WHAT THE TASK ASKS: Find the line with "Target: rv windshield" and the line with "Target: front bumper" in the entries below; output exactly those two lines, every line between them, and no others.

== MATERIAL FOR THIS EXERCISE

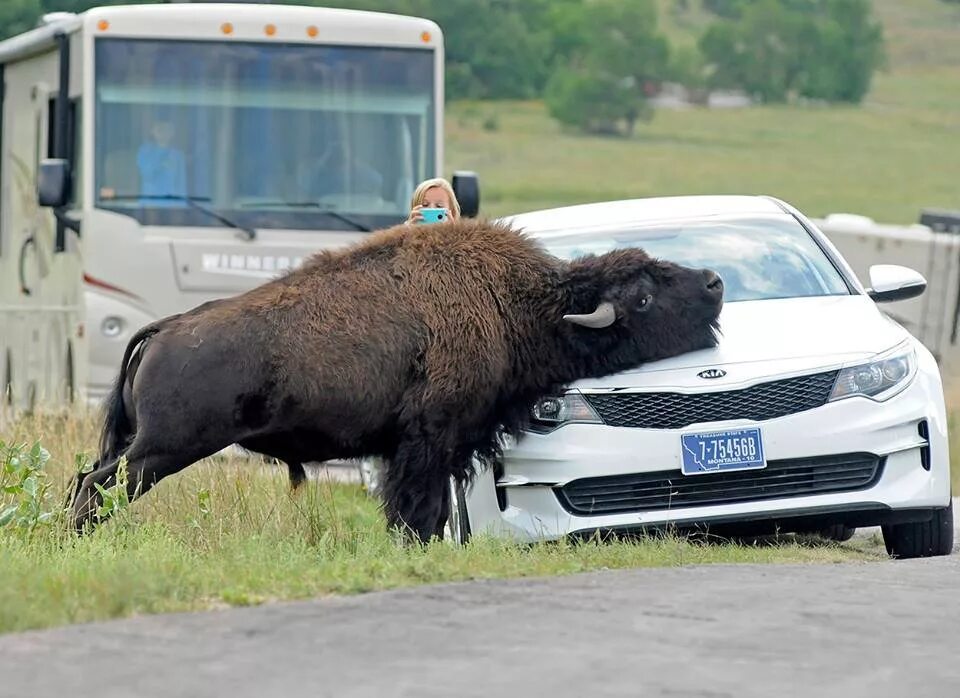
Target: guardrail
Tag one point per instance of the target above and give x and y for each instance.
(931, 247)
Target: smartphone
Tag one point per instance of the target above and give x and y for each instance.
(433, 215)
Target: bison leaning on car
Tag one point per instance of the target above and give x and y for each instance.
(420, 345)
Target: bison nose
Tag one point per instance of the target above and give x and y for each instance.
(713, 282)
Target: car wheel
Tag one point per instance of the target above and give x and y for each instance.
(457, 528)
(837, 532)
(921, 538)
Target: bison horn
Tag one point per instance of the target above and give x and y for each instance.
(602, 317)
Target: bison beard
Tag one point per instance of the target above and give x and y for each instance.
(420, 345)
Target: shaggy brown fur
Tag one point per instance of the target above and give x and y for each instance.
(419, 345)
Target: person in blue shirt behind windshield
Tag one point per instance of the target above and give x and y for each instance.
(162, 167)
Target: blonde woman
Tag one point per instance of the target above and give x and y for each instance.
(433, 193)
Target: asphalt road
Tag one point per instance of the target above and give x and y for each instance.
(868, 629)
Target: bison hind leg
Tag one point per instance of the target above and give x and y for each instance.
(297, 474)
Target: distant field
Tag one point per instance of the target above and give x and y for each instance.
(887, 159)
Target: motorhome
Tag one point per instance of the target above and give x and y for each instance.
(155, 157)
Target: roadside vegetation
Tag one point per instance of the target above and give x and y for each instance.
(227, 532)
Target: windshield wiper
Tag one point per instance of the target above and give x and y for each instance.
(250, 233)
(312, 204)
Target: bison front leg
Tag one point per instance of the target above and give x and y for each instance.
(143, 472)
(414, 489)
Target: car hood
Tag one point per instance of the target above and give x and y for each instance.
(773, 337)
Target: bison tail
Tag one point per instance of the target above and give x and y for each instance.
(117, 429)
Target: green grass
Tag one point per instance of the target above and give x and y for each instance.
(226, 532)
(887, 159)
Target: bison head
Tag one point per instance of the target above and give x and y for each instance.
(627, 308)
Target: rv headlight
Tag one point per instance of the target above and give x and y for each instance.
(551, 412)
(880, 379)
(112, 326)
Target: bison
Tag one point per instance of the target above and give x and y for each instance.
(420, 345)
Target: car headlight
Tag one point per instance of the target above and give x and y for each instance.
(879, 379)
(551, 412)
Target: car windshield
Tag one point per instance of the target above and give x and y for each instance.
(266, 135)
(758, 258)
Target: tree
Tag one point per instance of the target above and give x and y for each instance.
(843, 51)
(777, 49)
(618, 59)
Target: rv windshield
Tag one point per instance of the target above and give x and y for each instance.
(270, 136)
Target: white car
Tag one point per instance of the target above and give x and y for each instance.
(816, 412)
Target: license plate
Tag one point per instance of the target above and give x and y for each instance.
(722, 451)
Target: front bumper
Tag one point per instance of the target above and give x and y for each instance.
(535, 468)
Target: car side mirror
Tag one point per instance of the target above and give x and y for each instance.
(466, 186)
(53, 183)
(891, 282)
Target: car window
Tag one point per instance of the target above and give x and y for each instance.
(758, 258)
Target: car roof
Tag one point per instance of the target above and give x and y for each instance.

====

EXPECTED ANSWER:
Target: rv windshield
Tag one point per instance of the target above and give x and y for each instance.
(270, 136)
Target: white car
Tag one point per instance of the target above and give x and y for each instance.
(816, 412)
Target: license plate
Tag one point per instance of the target above and give x and y for each instance.
(722, 451)
Target: front bumper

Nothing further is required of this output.